● **TEXTO FORNECIDO**:

Talvez a nossa sorte em 2022 seja que parte do oficialato
resistiu aos devaneios golpistas
Uma das justificativas utilizadas para tentar minimizar a
tentativa de golpe de Estado que ocorreria no final de 2022 é dizer por aí que
se tratava de um delírio de meia dúzia de militares delirantes. Que planejar
conspiração não é crime e por aí vai. O raciocínio não leva em conta que os
golpes bem-sucedidos na história do Brasil partiram de ações ou tresloucadas ou
de arroubos não planejados. Já acusado de tramar um atentado no qual o sistema
de abastecimento de água do Rio de Janeiro seria atingido, o que abreviou sua
carreira militar, o ex-presidente Jair
Bolsonaro foi formado nessa cultura sublevações.

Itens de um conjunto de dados
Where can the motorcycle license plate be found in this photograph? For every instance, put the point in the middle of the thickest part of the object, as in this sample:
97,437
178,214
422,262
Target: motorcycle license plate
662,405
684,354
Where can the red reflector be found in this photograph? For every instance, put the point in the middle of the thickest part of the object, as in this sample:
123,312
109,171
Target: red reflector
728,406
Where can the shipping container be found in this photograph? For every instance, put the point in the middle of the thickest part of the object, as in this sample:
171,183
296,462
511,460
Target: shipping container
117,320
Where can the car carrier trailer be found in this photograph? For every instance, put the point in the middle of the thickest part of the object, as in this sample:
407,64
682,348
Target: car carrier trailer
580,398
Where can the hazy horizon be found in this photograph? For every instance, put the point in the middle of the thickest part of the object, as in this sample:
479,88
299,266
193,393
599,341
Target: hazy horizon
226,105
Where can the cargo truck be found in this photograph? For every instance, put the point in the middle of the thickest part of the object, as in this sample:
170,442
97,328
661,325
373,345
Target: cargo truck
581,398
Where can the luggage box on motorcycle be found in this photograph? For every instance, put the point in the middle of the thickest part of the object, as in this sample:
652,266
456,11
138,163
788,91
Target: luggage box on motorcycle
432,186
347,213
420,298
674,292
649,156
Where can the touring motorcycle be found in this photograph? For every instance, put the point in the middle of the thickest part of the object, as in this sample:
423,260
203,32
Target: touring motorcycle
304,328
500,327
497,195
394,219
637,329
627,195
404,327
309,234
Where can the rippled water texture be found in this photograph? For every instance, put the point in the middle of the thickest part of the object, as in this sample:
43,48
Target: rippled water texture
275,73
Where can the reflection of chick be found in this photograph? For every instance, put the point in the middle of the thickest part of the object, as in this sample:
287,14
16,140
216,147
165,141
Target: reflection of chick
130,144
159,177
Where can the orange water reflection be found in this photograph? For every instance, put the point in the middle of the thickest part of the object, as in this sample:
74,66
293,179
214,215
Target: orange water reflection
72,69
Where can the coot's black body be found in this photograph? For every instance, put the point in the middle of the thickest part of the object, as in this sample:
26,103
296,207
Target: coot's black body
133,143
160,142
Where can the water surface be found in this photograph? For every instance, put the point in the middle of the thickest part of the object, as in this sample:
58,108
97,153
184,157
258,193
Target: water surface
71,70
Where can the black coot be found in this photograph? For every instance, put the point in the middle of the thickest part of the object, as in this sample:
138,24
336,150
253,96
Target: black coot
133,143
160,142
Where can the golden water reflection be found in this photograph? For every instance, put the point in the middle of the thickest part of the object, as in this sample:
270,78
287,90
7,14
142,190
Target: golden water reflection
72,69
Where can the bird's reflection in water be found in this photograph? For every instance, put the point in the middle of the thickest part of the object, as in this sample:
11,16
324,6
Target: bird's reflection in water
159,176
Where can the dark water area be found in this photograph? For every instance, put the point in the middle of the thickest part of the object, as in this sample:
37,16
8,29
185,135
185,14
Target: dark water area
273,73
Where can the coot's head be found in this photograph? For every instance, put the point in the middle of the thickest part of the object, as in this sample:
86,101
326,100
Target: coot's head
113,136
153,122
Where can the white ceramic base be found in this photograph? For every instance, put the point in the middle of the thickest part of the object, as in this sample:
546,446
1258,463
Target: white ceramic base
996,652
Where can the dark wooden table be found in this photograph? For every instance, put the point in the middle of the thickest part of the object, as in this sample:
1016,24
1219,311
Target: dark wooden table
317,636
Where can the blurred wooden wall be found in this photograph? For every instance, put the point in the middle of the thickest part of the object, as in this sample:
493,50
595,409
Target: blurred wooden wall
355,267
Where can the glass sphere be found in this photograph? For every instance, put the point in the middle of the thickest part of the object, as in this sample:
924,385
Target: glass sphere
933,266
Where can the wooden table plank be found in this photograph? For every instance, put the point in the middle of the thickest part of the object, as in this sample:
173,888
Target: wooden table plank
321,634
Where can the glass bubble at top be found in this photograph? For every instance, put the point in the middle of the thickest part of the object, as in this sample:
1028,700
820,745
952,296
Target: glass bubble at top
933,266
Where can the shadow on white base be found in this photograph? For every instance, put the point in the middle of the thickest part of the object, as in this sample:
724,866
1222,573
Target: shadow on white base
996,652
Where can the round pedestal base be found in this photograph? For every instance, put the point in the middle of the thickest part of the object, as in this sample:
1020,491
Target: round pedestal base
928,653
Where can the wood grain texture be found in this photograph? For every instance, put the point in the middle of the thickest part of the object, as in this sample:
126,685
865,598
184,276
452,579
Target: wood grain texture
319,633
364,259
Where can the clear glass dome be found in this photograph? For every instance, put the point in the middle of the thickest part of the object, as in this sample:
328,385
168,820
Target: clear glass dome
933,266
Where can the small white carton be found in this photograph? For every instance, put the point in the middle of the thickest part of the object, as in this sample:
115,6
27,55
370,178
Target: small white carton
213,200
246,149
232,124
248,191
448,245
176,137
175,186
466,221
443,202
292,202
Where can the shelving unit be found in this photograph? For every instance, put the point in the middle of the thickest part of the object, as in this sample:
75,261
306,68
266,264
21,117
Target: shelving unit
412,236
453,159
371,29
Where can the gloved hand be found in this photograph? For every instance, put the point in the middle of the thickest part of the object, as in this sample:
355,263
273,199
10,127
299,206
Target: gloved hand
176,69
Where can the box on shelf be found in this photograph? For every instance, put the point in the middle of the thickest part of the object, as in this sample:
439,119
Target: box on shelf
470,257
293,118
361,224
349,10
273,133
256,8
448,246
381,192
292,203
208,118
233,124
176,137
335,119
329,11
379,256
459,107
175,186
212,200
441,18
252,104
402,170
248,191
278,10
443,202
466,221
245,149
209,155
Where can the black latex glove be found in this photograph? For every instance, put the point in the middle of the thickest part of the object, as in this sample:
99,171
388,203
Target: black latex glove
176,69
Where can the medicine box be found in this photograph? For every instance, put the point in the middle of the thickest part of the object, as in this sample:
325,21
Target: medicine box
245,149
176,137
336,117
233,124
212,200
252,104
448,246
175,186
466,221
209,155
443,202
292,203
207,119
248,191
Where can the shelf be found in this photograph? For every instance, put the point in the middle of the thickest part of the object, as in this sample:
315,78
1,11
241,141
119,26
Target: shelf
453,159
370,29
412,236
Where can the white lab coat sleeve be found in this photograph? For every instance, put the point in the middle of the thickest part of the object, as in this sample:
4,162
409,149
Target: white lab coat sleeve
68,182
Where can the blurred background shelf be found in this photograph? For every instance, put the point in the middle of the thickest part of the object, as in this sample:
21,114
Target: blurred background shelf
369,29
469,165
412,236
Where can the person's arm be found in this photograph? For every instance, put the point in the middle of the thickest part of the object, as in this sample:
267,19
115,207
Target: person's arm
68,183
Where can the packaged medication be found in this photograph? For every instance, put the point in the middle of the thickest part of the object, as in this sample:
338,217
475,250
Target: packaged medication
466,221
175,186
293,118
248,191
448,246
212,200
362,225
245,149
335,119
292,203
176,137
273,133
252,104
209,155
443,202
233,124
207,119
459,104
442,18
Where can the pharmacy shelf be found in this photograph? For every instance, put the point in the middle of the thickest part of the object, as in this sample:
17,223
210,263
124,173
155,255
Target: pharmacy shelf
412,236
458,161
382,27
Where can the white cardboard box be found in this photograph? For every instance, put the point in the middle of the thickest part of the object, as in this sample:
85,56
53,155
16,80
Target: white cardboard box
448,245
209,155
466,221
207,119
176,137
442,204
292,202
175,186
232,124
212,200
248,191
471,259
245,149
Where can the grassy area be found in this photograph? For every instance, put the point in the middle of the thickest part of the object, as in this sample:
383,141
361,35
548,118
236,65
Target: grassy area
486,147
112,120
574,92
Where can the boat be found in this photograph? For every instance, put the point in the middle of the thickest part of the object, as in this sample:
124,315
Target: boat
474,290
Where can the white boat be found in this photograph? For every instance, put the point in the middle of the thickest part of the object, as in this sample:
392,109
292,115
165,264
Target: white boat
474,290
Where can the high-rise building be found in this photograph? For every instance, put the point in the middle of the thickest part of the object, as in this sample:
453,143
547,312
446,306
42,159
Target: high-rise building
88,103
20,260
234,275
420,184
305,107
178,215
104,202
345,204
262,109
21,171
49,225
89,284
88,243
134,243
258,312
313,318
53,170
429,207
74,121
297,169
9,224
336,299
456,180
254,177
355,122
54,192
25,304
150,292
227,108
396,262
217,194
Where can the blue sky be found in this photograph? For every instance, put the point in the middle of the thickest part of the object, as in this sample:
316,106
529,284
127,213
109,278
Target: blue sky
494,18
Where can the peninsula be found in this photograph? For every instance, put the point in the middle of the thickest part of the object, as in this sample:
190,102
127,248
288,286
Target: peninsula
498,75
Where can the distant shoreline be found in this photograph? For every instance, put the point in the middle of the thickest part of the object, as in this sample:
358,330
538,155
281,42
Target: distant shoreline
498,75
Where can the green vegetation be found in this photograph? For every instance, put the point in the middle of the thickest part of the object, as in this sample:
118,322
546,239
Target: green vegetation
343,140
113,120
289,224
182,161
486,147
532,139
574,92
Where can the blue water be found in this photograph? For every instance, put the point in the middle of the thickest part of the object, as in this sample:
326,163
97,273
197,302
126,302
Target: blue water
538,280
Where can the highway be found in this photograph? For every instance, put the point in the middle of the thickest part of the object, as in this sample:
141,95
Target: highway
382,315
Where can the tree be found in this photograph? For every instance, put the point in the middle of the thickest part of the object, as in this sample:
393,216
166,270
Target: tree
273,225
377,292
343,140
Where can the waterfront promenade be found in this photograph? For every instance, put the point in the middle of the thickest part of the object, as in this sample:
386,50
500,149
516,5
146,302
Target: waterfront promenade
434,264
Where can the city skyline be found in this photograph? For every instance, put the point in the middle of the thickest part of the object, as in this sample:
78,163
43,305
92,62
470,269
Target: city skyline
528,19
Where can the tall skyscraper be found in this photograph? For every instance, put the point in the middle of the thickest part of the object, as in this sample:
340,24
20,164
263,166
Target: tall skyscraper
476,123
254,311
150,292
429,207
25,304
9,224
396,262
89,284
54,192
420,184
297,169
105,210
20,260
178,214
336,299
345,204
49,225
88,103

● **A FAZER**:
[1] Como fica, em versão mais curta e com os fatos principais mantidos, o parágrafo do texto sobre a tentativa de golpe que começa com "Uma das justificativas"?
[2] Pode reproduzir, do texto sobre a tentativa de golpe, o trecho que começa pelas palavras que contêm "Talvez a nossa" e termina em "nessa cultura sublevações."?

● **RESPOSTAS**:
[1] Para minimizar a tentativa de golpe de Estado do fim de 2022, costuma-se dizer que era um delírio de meia dúzia de militares e que planejar conspiração não é crime. Esse raciocínio ignora que os golpes bem-sucedidos no Brasil partiram de ações tresloucadas ou de arroubos não planejados. O ex-presidente Jair Bolsonaro foi formado nessa cultura. Ele já havia sido acusado de tramar um atentado contra o sistema de abastecimento de água do Rio de Janeiro, o que abreviou sua carreira militar.

[2]
Talvez a nossa sorte em 2022 seja que parte do oficialato
resistiu aos devaneios golpistas
Uma das justificativas utilizadas para tentar minimizar a
tentativa de golpe de Estado que ocorreria no final de 2022 é dizer por aí que
se tratava de um delírio de meia dúzia de militares delirantes. Que planejar
conspiração não é crime e por aí vai. O raciocínio não leva em conta que os
golpes bem-sucedidos na história do Brasil partiram de ações ou tresloucadas ou
de arroubos não planejados. Já acusado de tramar um atentado no qual o sistema
de abastecimento de água do Rio de Janeiro seria atingido, o que abreviou sua
carreira militar, o ex-presidente Jair
Bolsonaro foi formado nessa cultura sublevações.